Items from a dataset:
== Segment start ==

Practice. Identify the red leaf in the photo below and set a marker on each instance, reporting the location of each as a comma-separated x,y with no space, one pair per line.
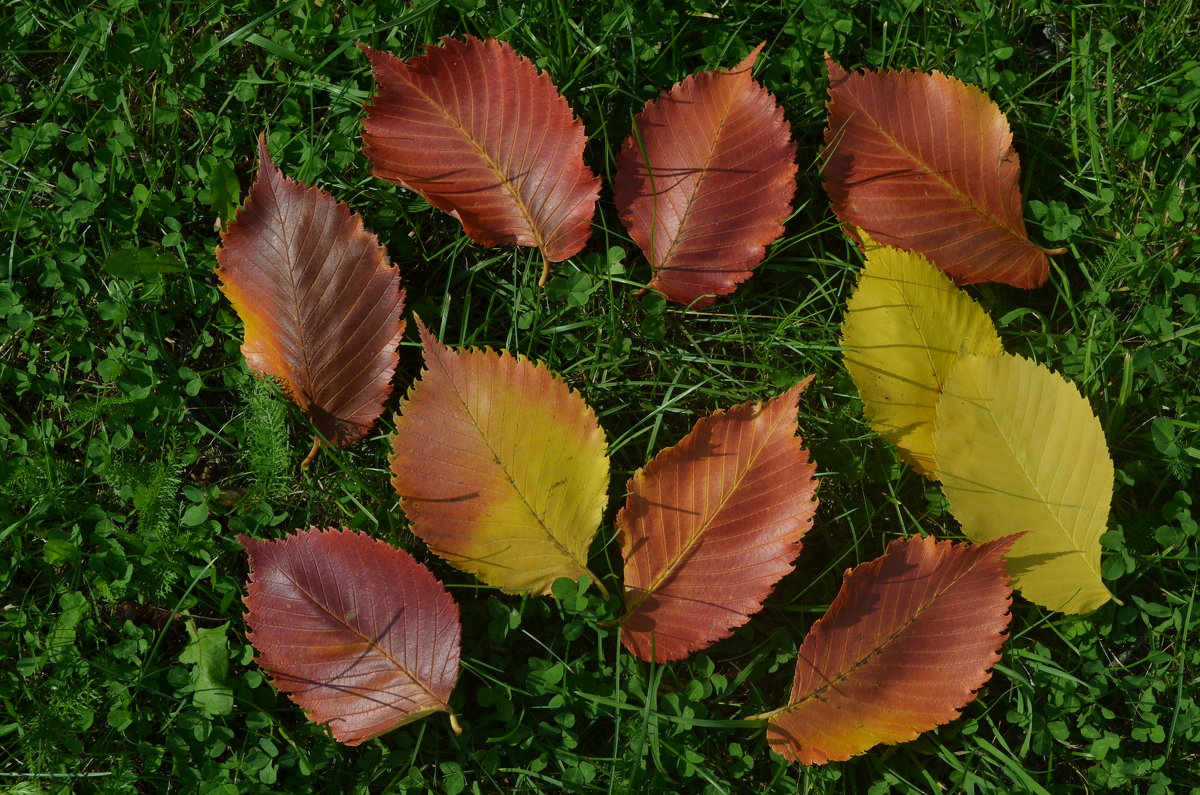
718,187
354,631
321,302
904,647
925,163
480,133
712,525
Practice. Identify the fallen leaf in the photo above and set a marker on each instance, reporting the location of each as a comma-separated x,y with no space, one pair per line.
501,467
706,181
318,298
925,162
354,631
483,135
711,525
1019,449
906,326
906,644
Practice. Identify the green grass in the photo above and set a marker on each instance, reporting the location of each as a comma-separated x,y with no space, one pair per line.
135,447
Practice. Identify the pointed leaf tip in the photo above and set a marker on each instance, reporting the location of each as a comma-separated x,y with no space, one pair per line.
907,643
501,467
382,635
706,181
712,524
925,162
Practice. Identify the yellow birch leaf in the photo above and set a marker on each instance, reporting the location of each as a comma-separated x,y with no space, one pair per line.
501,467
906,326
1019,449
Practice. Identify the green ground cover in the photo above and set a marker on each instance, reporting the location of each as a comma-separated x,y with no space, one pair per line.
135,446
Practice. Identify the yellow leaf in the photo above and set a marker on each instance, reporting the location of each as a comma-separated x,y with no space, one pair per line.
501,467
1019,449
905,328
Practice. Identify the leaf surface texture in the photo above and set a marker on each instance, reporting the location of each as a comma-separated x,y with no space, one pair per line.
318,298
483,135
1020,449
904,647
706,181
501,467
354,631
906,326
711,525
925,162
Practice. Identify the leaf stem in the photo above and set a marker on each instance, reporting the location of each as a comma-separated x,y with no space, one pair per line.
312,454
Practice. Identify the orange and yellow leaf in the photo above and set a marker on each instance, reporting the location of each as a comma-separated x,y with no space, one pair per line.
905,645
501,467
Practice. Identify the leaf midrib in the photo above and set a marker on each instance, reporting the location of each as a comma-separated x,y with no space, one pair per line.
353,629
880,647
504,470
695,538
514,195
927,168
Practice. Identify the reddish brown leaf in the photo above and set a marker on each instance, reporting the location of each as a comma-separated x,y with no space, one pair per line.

== Segment end ==
== Segment start ==

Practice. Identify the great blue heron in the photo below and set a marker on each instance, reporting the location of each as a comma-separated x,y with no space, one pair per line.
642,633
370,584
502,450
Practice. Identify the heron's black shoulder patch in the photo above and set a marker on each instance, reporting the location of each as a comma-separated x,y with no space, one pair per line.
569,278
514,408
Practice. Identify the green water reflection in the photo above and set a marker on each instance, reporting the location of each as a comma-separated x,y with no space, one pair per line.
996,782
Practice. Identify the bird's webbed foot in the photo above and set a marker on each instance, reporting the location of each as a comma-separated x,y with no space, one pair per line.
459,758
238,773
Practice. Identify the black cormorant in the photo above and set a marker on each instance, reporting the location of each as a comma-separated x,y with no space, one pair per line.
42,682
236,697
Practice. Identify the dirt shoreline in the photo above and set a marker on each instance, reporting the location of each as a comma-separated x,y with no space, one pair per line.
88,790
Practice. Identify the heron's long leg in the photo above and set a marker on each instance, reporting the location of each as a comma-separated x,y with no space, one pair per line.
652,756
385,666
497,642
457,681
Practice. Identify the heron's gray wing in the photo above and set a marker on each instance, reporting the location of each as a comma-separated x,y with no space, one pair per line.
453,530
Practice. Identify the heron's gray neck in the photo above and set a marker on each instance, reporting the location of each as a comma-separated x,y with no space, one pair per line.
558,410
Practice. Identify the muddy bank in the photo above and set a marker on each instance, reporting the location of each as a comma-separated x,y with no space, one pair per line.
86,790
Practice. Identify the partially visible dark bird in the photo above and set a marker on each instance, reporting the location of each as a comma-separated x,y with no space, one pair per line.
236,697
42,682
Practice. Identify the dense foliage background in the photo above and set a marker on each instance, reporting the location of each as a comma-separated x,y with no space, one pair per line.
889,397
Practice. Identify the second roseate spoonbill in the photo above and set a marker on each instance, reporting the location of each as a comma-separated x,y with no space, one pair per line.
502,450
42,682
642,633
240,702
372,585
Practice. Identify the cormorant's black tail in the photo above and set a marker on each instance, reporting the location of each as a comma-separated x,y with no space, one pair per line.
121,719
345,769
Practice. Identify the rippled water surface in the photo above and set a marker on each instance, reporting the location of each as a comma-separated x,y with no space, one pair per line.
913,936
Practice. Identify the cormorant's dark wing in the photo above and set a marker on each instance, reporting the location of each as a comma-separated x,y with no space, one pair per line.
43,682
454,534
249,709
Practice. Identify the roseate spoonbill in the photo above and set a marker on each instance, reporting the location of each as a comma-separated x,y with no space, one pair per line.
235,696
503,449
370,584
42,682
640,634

== Segment end ==

● TASK DIRECTIONS
Of all the entries above, retype exactly the lines from the line with "Practice. Identify the yellow leaf" to the line with "Practice. Identify the reddish", both included, and no others.

● YOUR RESPONSE
Practice. Identify the yellow leaf in the photo above and set a marker on each instance, reporting the location of each as a comma-separated x,y with no space, one pair per line.
501,467
1019,449
905,328
Practice. Identify the leaf surface texture in the photo above and set a marker on each instance, reporting the location of each as a comma-separated x,y with no space, one pair per line.
318,298
483,135
1020,449
904,647
706,181
501,467
354,631
906,326
711,525
925,162
Practice. Identify the leaf stem in the photo above and set a marker on each instance, reporting the location of each as a comma-separated x,y with no space, one pair per line.
312,454
Practice. Identify the orange and yellow leaf in the photo above and set a marker on each instance, reporting the location of each as a comma-separated x,y with no space, one pair per line.
905,645
501,467
Practice. Identify the leaf midrib in the photo above and set a marker on each instance, reporting the location of each as a comma-separated x,y with no space, one pair per line.
353,629
880,647
504,470
695,538
514,195
927,168
Practice. Identify the reddish brown leaf in the photo above and set a marker on each instance, reporting the location of each as a comma-separated x,y with no space, one pair per line.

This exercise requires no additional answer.